* **The problem**:
Each record below needs to be set down again exactly.

* **Input records**:
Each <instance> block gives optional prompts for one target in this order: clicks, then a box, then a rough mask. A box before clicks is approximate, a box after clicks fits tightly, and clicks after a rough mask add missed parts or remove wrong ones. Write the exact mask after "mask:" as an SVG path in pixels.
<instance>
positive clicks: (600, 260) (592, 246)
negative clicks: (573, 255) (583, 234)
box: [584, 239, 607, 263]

* **Response to this task**:
Each <instance> block gives optional prompts for one target in this order: clicks, then a box, then a rough mask. A box before clicks is approximate, a box after clicks fits tightly, and clicks after a rough mask add missed parts or remove wrong ones. Write the exact mask after "mask:" as an SVG path in pixels.
<instance>
positive clicks: (600, 260) (592, 246)
negative clicks: (573, 255) (583, 234)
box: [584, 239, 607, 263]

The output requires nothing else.